> **ASSIGNMENT**
Print all records exactly, leaving nothing out.

SUPPLIED MATERIAL START

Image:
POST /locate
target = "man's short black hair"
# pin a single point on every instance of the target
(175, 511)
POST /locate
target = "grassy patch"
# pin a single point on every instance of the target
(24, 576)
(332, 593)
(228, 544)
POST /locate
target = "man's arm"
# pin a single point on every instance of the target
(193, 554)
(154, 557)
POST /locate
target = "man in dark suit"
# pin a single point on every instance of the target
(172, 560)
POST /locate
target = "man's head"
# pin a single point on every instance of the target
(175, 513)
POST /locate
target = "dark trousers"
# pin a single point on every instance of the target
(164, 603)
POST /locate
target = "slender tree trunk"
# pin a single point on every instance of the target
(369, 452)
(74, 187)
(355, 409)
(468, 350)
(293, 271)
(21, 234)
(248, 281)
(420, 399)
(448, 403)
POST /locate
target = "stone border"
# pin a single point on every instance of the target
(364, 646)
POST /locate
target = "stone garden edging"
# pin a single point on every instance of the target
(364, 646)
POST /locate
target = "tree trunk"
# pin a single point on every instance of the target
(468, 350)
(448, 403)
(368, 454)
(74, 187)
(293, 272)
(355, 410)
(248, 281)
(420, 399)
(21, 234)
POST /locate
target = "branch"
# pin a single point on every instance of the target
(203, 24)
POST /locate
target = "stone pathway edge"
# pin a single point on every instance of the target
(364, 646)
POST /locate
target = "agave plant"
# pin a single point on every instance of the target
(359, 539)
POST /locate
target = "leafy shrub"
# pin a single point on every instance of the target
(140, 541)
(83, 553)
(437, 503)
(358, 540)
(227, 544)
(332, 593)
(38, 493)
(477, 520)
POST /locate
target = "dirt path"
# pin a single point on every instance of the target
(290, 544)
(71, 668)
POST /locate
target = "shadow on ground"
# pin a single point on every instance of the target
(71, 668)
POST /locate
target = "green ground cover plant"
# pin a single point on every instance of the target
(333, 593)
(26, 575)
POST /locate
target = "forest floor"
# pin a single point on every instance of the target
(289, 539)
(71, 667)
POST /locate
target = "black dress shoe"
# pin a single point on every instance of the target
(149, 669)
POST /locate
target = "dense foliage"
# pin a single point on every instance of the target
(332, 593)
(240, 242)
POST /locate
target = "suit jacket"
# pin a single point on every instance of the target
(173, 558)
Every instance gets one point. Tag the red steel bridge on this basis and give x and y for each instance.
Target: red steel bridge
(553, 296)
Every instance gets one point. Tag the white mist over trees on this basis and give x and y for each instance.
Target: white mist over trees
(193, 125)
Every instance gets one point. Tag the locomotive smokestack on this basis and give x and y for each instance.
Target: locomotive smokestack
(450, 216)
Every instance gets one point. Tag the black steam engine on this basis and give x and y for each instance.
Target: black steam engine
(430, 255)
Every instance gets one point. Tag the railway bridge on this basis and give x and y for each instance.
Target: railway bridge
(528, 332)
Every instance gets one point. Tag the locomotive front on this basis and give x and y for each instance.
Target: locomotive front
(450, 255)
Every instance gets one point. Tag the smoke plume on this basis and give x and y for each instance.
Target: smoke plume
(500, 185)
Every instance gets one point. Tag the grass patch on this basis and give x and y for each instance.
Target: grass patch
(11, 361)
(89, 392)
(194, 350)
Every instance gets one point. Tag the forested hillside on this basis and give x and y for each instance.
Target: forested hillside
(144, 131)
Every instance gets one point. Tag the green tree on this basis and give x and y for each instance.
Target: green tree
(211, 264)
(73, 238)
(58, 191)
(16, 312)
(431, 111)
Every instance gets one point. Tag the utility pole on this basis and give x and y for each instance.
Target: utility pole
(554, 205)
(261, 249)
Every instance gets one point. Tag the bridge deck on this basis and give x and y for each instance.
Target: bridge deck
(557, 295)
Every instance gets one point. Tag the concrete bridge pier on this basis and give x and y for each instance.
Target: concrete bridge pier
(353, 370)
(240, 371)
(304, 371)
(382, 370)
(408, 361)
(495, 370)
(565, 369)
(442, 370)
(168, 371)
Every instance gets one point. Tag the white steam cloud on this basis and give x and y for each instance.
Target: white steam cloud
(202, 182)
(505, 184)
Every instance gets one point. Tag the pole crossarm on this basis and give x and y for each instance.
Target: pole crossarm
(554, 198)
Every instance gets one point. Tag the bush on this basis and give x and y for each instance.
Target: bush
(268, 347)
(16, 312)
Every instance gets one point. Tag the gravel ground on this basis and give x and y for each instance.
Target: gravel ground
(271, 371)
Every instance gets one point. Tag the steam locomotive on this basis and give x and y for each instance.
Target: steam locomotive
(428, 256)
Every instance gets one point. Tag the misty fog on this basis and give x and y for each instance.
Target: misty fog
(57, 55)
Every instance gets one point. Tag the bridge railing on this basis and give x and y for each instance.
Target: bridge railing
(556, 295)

SUPPLIED MATERIAL END

> **TASK OUTPUT**
Image:
POST /locate
target = "man's short black hair"
# pin a single point on every instance of the target
(175, 511)
POST /locate
target = "grassy patch"
# pin a single point on every instance of the target
(24, 576)
(332, 593)
(228, 544)
POST /locate
target = "man's arm"
# pin a single point on every instance of the target
(193, 554)
(154, 557)
POST /locate
target = "man in dark suit"
# pin a single point on every instance of the target
(172, 560)
POST /locate
target = "man's head"
# pin a single point on every instance of the target
(175, 513)
POST /locate
target = "dark trousers"
# pin a single point on every instance of the target
(164, 603)
POST /locate
target = "slender tree trunk"
# pin a single point on every instance of the target
(369, 452)
(74, 187)
(355, 409)
(468, 350)
(293, 271)
(21, 234)
(248, 281)
(420, 399)
(448, 403)
POST /locate
target = "stone border"
# pin a single point on every instance of the target
(364, 646)
POST /locate
target = "stone garden edging"
# pin a single point on every instance of the target
(364, 646)
POST /locate
target = "tree trunk"
# pin a single point on every instance of the target
(468, 350)
(448, 403)
(368, 454)
(74, 187)
(293, 272)
(355, 410)
(248, 281)
(420, 399)
(21, 234)
POST /locate
target = "branch"
# pin a single point on every instance of the target
(203, 24)
POST /locate
target = "stone pathway edge"
# pin a single point on every instance of the target
(364, 646)
POST /locate
target = "agave plant"
# pin a single point on every instance of the target
(359, 539)
POST /locate
target = "leafy shrub"
# pin a single point on every instance of the target
(140, 541)
(83, 553)
(437, 503)
(358, 540)
(227, 544)
(332, 593)
(38, 493)
(477, 520)
POST /locate
target = "dirt path"
# pin a single point on every instance of the target
(290, 544)
(71, 668)
POST /locate
target = "shadow on ground"
# pin a single point on every instance of the target
(71, 668)
POST /locate
target = "green ground cover plant"
# pin a single point on every instance of the target
(333, 593)
(26, 575)
POST /locate
target = "forest floor"
# pin a single point on every instance of the target
(289, 539)
(71, 667)
POST /locate
target = "black dress shoe"
# pin a single point on every instance of the target
(149, 669)
POST /locate
target = "dense foliage"
# pin a single point on every instance of the target
(332, 593)
(240, 242)
POST /locate
target = "suit jacket"
# pin a single point on every instance of the target
(173, 558)
Every instance gets one point. Tag the red steel bridge on this basis and give x and y for each instance.
Target: red steel bridge
(553, 296)
Every instance gets one point. Tag the white mist over trees on this basis and give x and y for each instance.
Target: white mist over trees
(193, 125)
Every instance gets one point. Tag the locomotive smokestack on this basis and give x and y for each instance.
Target: locomotive smokestack
(450, 216)
Every instance gets one point. Tag the black steam engine on this basis and give x and y for each instance.
Target: black steam engine
(430, 255)
Every instance gets one point. Tag the railway bridge on this basis and give x and y for each instance.
Target: railway bridge
(528, 332)
Every instance gets one point. Tag the locomotive front on this basis and give x and y for each instance.
Target: locomotive front
(450, 255)
Every instance gets one point. Tag the smoke plume on this basis and give x and y for each instance.
Target: smoke plume
(500, 185)
Every instance gets one point. Tag the grass patch on this basis and give x and y for each instance.
Target: grass patch
(11, 361)
(89, 392)
(194, 350)
Every instance gets one point. Tag the forested hillside on this basis and give x and y for each instance.
Target: forested hillside
(144, 131)
Every instance gets one point. Tag the green tree on this basis and give x and y for each instance.
Target: green tree
(211, 264)
(73, 238)
(58, 191)
(16, 312)
(431, 111)
Every instance gets one point. Tag the utility pole on this basis and give x and y for each instance.
Target: utility pole
(554, 205)
(261, 249)
Every instance gets one point. Tag the bridge deck on this basis and give x and y for each instance.
Target: bridge deck
(557, 295)
Every instance gets one point. Tag the concrete bridge pier on this basis and give x and y for each instance.
Target: concrete bridge pier
(353, 370)
(240, 371)
(304, 371)
(382, 370)
(408, 361)
(495, 370)
(565, 369)
(442, 370)
(168, 371)
Every instance gets one point. Tag the white steam cloud on this basis and give x and y for each instance.
Target: white steam cloud
(202, 182)
(505, 184)
Every instance gets one point. Tag the pole crossarm on this basis and give x and y for each instance.
Target: pole crossarm
(554, 198)
Every instance gets one point. Tag the bush on this basis and give x and y for each instance.
Target: bush
(268, 347)
(16, 312)
Every instance gets one point. Tag the gravel ground on this basis and give x and y for each instance.
Target: gravel ground
(271, 371)
Every instance gets one point. Tag the steam locomotive on this basis and give x and y for each instance.
Target: steam locomotive
(428, 256)
Every instance gets one point. Tag the misty fog on this basis and give x and y for each instance.
Target: misty fog
(57, 55)
Every instance gets one point. Tag the bridge railing on this basis and give x and y for each instance.
Target: bridge railing
(556, 295)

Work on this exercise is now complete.